» Exercise brief:
All of the lines below are to be printed again exactly; images are excluded from the output.
+ + + +
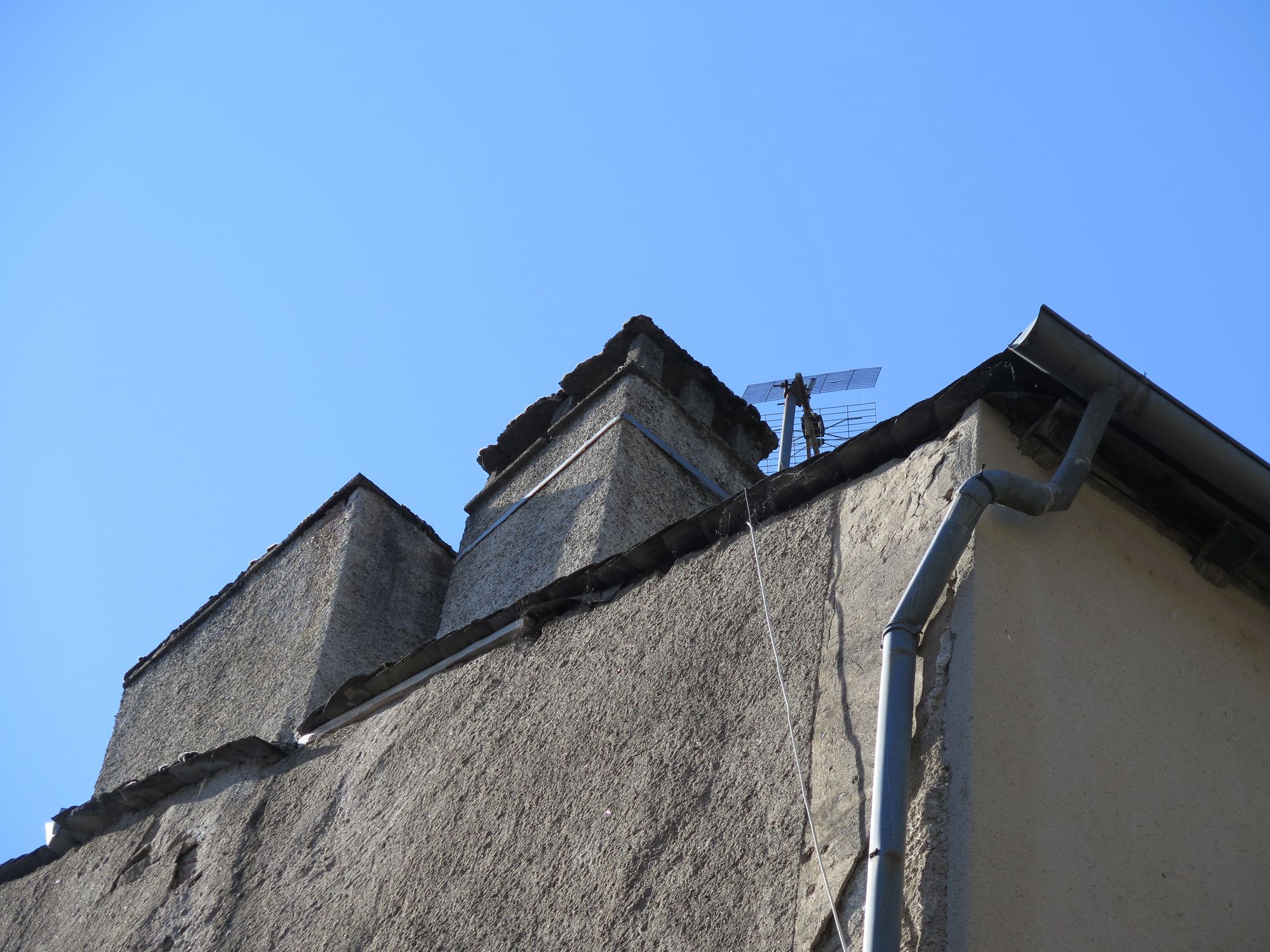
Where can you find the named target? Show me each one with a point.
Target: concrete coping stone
(213, 604)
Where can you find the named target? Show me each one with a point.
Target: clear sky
(248, 251)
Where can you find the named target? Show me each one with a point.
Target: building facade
(570, 734)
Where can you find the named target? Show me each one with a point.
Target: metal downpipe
(888, 824)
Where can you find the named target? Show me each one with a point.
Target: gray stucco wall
(618, 493)
(1111, 739)
(361, 586)
(622, 781)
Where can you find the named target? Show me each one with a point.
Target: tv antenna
(798, 393)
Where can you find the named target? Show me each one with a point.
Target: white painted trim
(399, 691)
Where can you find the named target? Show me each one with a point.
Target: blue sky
(248, 251)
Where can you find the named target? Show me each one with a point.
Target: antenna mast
(798, 394)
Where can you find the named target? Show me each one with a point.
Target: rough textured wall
(361, 586)
(883, 525)
(618, 493)
(1114, 733)
(623, 781)
(388, 598)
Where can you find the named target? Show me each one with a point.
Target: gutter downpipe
(888, 824)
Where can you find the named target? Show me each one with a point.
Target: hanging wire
(789, 723)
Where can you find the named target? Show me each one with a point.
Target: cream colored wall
(1109, 736)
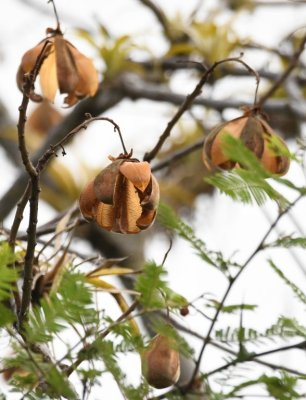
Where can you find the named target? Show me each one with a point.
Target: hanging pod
(160, 362)
(64, 69)
(123, 197)
(256, 134)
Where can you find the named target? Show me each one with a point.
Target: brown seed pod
(256, 134)
(64, 69)
(123, 198)
(88, 201)
(160, 362)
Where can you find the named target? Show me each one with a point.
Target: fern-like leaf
(296, 290)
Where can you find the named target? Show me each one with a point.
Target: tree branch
(232, 282)
(105, 99)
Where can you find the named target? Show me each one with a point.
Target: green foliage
(154, 290)
(8, 275)
(106, 351)
(296, 290)
(280, 388)
(284, 328)
(151, 284)
(163, 328)
(71, 304)
(169, 219)
(246, 184)
(231, 308)
(288, 242)
(7, 283)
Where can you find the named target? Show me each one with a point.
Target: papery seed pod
(64, 68)
(88, 201)
(160, 362)
(123, 198)
(256, 134)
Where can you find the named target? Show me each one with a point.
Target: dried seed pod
(160, 362)
(255, 133)
(123, 198)
(64, 68)
(88, 201)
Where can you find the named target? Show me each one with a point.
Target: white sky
(222, 224)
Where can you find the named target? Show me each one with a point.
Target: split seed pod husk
(122, 198)
(256, 134)
(160, 362)
(64, 69)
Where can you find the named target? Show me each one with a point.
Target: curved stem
(230, 285)
(189, 99)
(56, 15)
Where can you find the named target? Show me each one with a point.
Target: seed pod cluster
(64, 68)
(256, 134)
(160, 362)
(123, 197)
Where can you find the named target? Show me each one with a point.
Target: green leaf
(170, 220)
(288, 242)
(71, 304)
(246, 184)
(8, 275)
(151, 285)
(296, 290)
(229, 309)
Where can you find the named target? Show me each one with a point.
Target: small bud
(161, 362)
(184, 311)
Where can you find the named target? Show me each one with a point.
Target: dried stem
(189, 99)
(252, 356)
(32, 190)
(80, 357)
(56, 15)
(292, 64)
(230, 285)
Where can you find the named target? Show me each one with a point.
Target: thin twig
(230, 285)
(252, 356)
(56, 14)
(189, 99)
(292, 64)
(80, 357)
(219, 346)
(34, 187)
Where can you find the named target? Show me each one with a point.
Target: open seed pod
(160, 362)
(122, 198)
(256, 134)
(64, 69)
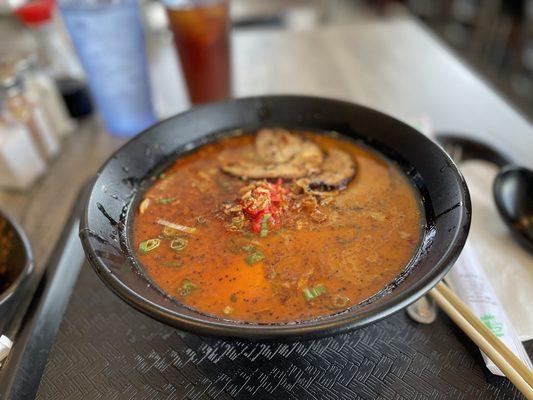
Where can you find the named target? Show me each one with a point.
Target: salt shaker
(20, 162)
(29, 114)
(41, 90)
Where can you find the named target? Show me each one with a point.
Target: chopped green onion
(237, 222)
(143, 206)
(170, 232)
(314, 292)
(179, 244)
(173, 264)
(177, 227)
(187, 287)
(227, 310)
(340, 301)
(149, 245)
(264, 225)
(166, 200)
(254, 257)
(248, 248)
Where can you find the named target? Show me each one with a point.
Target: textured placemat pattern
(107, 350)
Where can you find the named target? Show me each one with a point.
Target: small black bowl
(19, 263)
(105, 228)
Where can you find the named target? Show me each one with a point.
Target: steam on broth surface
(277, 227)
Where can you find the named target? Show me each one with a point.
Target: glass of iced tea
(201, 31)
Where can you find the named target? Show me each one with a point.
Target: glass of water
(109, 40)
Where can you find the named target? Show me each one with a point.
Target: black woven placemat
(107, 350)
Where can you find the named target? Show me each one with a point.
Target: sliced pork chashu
(281, 155)
(336, 172)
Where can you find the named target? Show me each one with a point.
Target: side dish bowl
+ + + +
» Output:
Where can you find the named target? Show me each one with a point.
Target: concrete coping stone
(213, 604)
Where can you find the named target? Show me each one with a point.
Target: clear sky
(248, 251)
Where can you find the named target? Show me each one with a point.
Target: building facade
(570, 734)
Where can you find the named target? Show me each one with a point.
Target: metal downpipe
(888, 824)
Where can you find the named target? Show me each one with a point.
Target: gray stucco wall
(618, 493)
(1111, 739)
(361, 586)
(622, 781)
Where can you find the named target? Show me each one with a point.
Target: tv antenna
(798, 393)
Where can you find the named target? Show me each one with a point.
Target: white painted trim
(399, 691)
Where can you find the named target? Show me each one with a point.
Target: blue sky
(248, 251)
Where can you find the named target? Show me each one with a point.
Target: antenna mast
(798, 394)
Where can you find the named target? Show me each one with a point.
Target: rough textured wall
(361, 586)
(883, 525)
(618, 493)
(1114, 733)
(623, 781)
(388, 598)
Where can you find the named target? Show me each one with a point.
Target: gutter downpipe
(888, 824)
Where can you find the named target? Show me each one with a point.
Target: hanging wire
(789, 723)
Where can you find the named target? Show me each one with a point.
Target: cream colored wall
(1109, 736)
Where can you find the named target? Show me each one with a point.
Target: hanging pod
(160, 362)
(64, 69)
(123, 197)
(256, 134)
Where can you find the named target? Show me each one with a point.
Target: brown seed pod
(256, 134)
(64, 69)
(123, 198)
(88, 201)
(160, 362)
Where can you find the named target? Show me each one with a point.
Target: fern-like leaf
(296, 290)
Where can you find the named target? Show me each one with a point.
Target: tree branch
(232, 282)
(105, 99)
Where can you find the named target? Show me each one with a point.
Target: green foliage
(154, 290)
(8, 275)
(106, 351)
(296, 290)
(280, 388)
(284, 328)
(151, 284)
(163, 328)
(71, 304)
(169, 219)
(246, 184)
(231, 308)
(288, 242)
(7, 283)
Where can you find the named target? Show me each one with a point.
Target: papery seed pod
(64, 68)
(88, 201)
(160, 362)
(123, 198)
(256, 134)
Where can you find the named target? Show me each one with a point.
Target: dried seed pod
(160, 362)
(255, 133)
(123, 198)
(64, 68)
(88, 201)
Where can you find the named target? Show me each one with a point.
Target: white sky
(222, 224)
Where can you find the named target? Show me each one with a point.
Target: split seed pod husk
(122, 198)
(256, 134)
(160, 362)
(64, 69)
Where can you find the named target? Show me each one with a point.
Target: curved stem
(230, 285)
(189, 99)
(56, 15)
Where can you find the named target? Show me each one with a point.
Target: seed pod cluster
(64, 68)
(256, 134)
(160, 362)
(123, 197)
Where can you find the named target? Show me each one with a point.
Target: green leaf
(170, 220)
(288, 242)
(71, 304)
(246, 184)
(8, 275)
(151, 285)
(296, 290)
(229, 309)
Where can you find the named target? Show me each one with a point.
Target: small bud
(161, 362)
(184, 311)
Where can you find the named target? Show me each one with a point.
Target: dried stem
(189, 99)
(252, 356)
(32, 190)
(80, 357)
(56, 15)
(292, 64)
(230, 285)
Where can you find the named target? Show me each one with a point.
Target: thin twig
(230, 285)
(252, 356)
(56, 14)
(189, 99)
(292, 64)
(80, 357)
(219, 346)
(34, 187)
Where can you find the named target? Show me each one with a point.
Target: open seed pod
(160, 362)
(122, 198)
(256, 134)
(64, 69)
Where can you find the named target? Show me each one with a point.
Target: salt shaker
(20, 162)
(29, 114)
(41, 90)
Where can you find the named target? Show me each one with a point.
Target: chopped green onion
(237, 222)
(143, 206)
(170, 232)
(314, 292)
(179, 244)
(173, 264)
(177, 227)
(187, 287)
(227, 310)
(340, 301)
(149, 245)
(264, 225)
(166, 200)
(254, 257)
(248, 248)
Where can you find the named target? Show me each one with a point.
Target: textured placemat pattern
(107, 350)
Where can you find the named target? Show me each one with a point.
Target: small black bowl
(19, 263)
(105, 228)
Where can you find the named target? Show me each one with a point.
Target: steam on broth surface
(277, 227)
Where can you find the named target? Show me each one with a point.
Target: glass of iced tea
(201, 31)
Where can you find the named target? Show me each one with a point.
Target: glass of water
(109, 40)
Where can you find the named target? Show me each one with a point.
Target: black woven placemat
(107, 350)
Where can you find the named target? Show me each one with a point.
Target: sliced pork chashu
(281, 155)
(336, 172)
Where can you find the named target? Show me each one with a point.
Target: side dish bowl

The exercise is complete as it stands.